Copy out all of the material below word for word, including the results. Leave out the pictures.

Rows from a pointing dataset:
---

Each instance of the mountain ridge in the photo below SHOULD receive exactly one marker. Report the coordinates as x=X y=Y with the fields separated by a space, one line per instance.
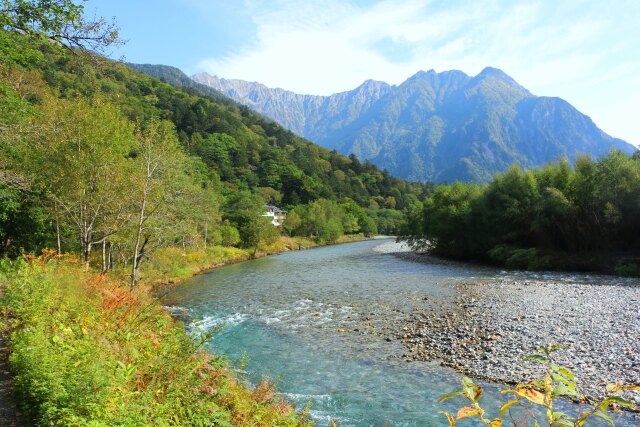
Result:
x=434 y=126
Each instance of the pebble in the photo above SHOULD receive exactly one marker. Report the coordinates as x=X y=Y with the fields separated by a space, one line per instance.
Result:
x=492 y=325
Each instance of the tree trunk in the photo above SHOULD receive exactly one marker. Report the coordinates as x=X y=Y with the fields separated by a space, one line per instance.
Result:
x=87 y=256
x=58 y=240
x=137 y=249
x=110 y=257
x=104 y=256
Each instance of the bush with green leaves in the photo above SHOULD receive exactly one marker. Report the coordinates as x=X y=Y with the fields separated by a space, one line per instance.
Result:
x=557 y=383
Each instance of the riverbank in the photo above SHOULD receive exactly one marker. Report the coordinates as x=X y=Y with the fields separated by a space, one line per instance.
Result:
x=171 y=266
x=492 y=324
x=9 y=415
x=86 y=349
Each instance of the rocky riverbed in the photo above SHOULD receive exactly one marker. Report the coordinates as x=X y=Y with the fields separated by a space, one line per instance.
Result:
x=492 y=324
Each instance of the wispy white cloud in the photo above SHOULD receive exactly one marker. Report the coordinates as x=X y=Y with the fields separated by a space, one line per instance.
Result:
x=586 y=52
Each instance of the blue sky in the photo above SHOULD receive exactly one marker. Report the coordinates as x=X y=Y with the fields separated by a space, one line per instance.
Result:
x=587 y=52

---

Response for this exercise.
Each instance of the mountain ridge in the photo below SHOULD receive exactly one marker. Report the coordinates as x=X y=Y with the fields separated by a space, one line per instance.
Result:
x=434 y=126
Each instance of the pebble in the photo above SHOULD receive exactly one marker. Report the coordinates as x=X y=Y with the fields separated by a space, one line per instance.
Result:
x=492 y=325
Each instance of the tree trunk in the photo above SHOULD receive exactly one marker. Report the coordinates as x=X y=Y with the fields separated by a space, one line per instance.
Result:
x=87 y=256
x=58 y=240
x=137 y=249
x=110 y=257
x=104 y=256
Each instance of the bush with green leaves in the photo above SHOULD receive exactly one marker. Report the coordinates as x=X y=Y with the fields separated by a space, one line per instance.
Result:
x=557 y=383
Each instance of the riverbank in the photo above SHOULD receive exactly one marker. Report the coordinates as x=X y=Y with the fields separated by a space, one line per instance.
Result:
x=171 y=266
x=492 y=324
x=9 y=415
x=86 y=349
Each instance of the rocky riverbed in the photo above SHOULD receive exactly one marker. Report the coordinates as x=X y=Y with the fields separated by a space, one line per instance.
Result:
x=492 y=324
Each instance of the wispy white cloud in the photo above SHOULD receive exactly one marker. Report the coordinates as x=X y=Y with the fields separated by a space, one line per instance.
Result:
x=586 y=52
Each instance of the blue sky in the photo above SHOULD receive exactly one marker. Report the coordinates as x=X y=Y with the fields separated by a space, one line per instance.
Result:
x=587 y=52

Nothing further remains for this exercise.